++++ EXTRACTED MATERIAL

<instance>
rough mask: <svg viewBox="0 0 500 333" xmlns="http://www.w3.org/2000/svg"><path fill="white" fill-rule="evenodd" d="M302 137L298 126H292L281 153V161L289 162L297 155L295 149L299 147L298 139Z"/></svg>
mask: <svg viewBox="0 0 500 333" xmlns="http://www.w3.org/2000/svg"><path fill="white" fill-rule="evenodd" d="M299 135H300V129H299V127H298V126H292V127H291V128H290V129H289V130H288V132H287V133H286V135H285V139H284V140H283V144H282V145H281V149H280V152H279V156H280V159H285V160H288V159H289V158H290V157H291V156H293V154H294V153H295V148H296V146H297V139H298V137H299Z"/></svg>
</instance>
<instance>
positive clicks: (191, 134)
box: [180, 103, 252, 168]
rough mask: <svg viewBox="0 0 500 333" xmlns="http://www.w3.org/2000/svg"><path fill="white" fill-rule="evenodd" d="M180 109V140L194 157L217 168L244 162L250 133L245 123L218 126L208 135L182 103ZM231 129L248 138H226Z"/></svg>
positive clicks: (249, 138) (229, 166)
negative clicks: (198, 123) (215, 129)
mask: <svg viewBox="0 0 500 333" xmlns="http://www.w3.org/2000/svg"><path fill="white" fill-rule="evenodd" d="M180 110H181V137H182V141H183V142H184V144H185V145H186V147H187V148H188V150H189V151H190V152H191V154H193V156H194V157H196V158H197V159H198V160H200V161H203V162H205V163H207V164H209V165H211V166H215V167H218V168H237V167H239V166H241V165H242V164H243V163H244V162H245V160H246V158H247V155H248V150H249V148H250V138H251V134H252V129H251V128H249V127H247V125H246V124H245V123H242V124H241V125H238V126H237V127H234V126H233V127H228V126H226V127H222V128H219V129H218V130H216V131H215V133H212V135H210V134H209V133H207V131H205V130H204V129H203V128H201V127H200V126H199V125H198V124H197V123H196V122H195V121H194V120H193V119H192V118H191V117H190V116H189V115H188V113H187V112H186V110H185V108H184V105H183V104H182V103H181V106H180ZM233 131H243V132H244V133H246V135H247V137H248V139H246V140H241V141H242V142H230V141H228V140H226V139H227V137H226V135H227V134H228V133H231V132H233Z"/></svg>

++++++++

■ WHAT YOU SHOULD DO
Copy out every entry again, exactly as it was given.

■ SOLUTION
<instance>
rough mask: <svg viewBox="0 0 500 333" xmlns="http://www.w3.org/2000/svg"><path fill="white" fill-rule="evenodd" d="M302 137L298 126H292L281 153V161L289 162L297 155L295 149L299 147L298 139Z"/></svg>
mask: <svg viewBox="0 0 500 333" xmlns="http://www.w3.org/2000/svg"><path fill="white" fill-rule="evenodd" d="M299 135H300V129H299V127H298V126H292V127H291V128H290V129H289V130H288V132H287V133H286V135H285V139H284V140H283V144H282V145H281V149H280V152H279V156H280V159H285V160H288V159H289V158H290V157H291V156H293V154H294V153H295V148H296V146H297V139H298V137H299Z"/></svg>
</instance>
<instance>
positive clicks: (191, 134)
box: [180, 103, 252, 168]
rough mask: <svg viewBox="0 0 500 333" xmlns="http://www.w3.org/2000/svg"><path fill="white" fill-rule="evenodd" d="M180 109V140L194 157L217 168L244 162L250 133L245 123L218 126L208 135L182 103ZM231 129L248 138H226Z"/></svg>
positive clicks: (249, 138) (229, 166)
negative clicks: (198, 123) (215, 129)
mask: <svg viewBox="0 0 500 333" xmlns="http://www.w3.org/2000/svg"><path fill="white" fill-rule="evenodd" d="M180 110H181V137H182V141H183V142H184V144H185V145H186V147H187V148H188V150H189V151H190V152H191V154H193V156H194V157H196V158H197V159H198V160H200V161H203V162H205V163H207V164H209V165H211V166H215V167H218V168H237V167H239V166H241V165H242V164H243V163H244V162H245V160H246V158H247V155H248V150H249V148H250V138H251V134H252V129H251V128H249V127H247V125H246V124H245V123H242V124H241V125H238V126H237V127H234V126H233V127H228V126H226V127H222V128H219V129H218V130H216V131H215V133H212V135H210V134H209V133H207V131H205V130H204V129H203V128H201V127H200V126H199V125H198V124H197V123H196V122H195V121H194V120H193V119H192V118H191V117H190V116H189V115H188V113H187V112H186V110H185V108H184V105H183V104H182V103H181V106H180ZM233 131H243V132H244V133H246V135H247V137H248V139H246V140H241V141H242V142H230V141H228V140H226V139H227V137H226V135H227V134H228V133H231V132H233Z"/></svg>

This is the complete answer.